Acts 26:18. To open their eyes, and to turn them from darkness to light. The beautiful words of Isaiah's prophecy of the coming Messiah and His peculiar work, seem to ring in our ears as we read these words of the glorified Redeemer. Read now in the light which the history of eighteen centuries of the struggles of Christianity flings over the old Hebrew prophecies, one marvels at the strange blindness which came over the Jewish people when their Messiah visited them, and which induced them to hinder in every possible way His blessed work among men. The two great features in Jesus Christ's life and work which shocked His own people and drove them into fierce rebellion, were (1) In His life, He presented, the true image of a suffering Messiah. (2) In His work, begun by Himself and faithfully carried on by His disciples, He showed that the kingdom of the future was not intended to be confined to the old chosen race, nor to the old Holy Land, but that the chosen race of the future was to be made up of all mankind, and the Holy Land of the future was to consist of all the countries of the world. And this is exactly what their own prophets, in clear language, all foretold. The Isaiah prophecy, which is here so faithfully reproduced in the form of a charge to Saul from the glorified Jesus, will be found in Isaiah 42:6-16, where the Messiah is especially mentioned as given for a light of the Gentiles.

The exact correspondence between the prophecy of Isaiah and the command of Jesus to Paul will be best seen from a glance at the prophecy and command when set side by side:

Isaiah 42 Jesus' Command to Paul, Acts 26 ‘I the Lord... will give thee' (My servant Messiah)... ‘for a light of the Gentiles; to open the blind eyes, to bring out the prisoners from the prison, and them that sit in darkness out of the prison house...

============

**Goals:**
#1 List every scripture reference, given by book and chapter number, that the commentary on Acts 26:18 contains.
#2 Summarize the commentary on Acts 26:18 in two sentences.
#3 Reproduce the stretch of the commentary on Acts 26:18 from "The exact correspondence" through "the prison house...".
The material comes from a source unrelated to the commentary on Acts 26:18.

**Source data:**
============

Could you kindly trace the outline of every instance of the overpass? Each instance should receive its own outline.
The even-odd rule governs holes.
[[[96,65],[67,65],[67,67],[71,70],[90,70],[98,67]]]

============

**Outputs:**
#1
- Acts 26:18
- Isaiah 42:6-16
- Isaiah 42
- Acts 26

#2 The commentary reads Acts 26:18 as an echo of Isaiah's prophecy of the coming Messiah. It marvels that the Jewish people were blind to their Messiah and hindered His work, and it names two features of Christ's life and work that shocked them: He presented a suffering Messiah, and He opened the kingdom of the future to all mankind and all countries, as their own prophets had foretold in passages such as Isaiah 42:6-16.

#3
The exact correspondence between the prophecy of Isaiah and the command of Jesus to Paul will be best seen from a glance at the prophecy and command when set side by side:

Isaiah 42 Jesus' Command to Paul, Acts 26 ‘I the Lord... will give thee' (My servant Messiah)... ‘for a light of the Gentiles; to open the blind eyes, to bring out the prisoners from the prison, and them that sit in darkness out of the prison house...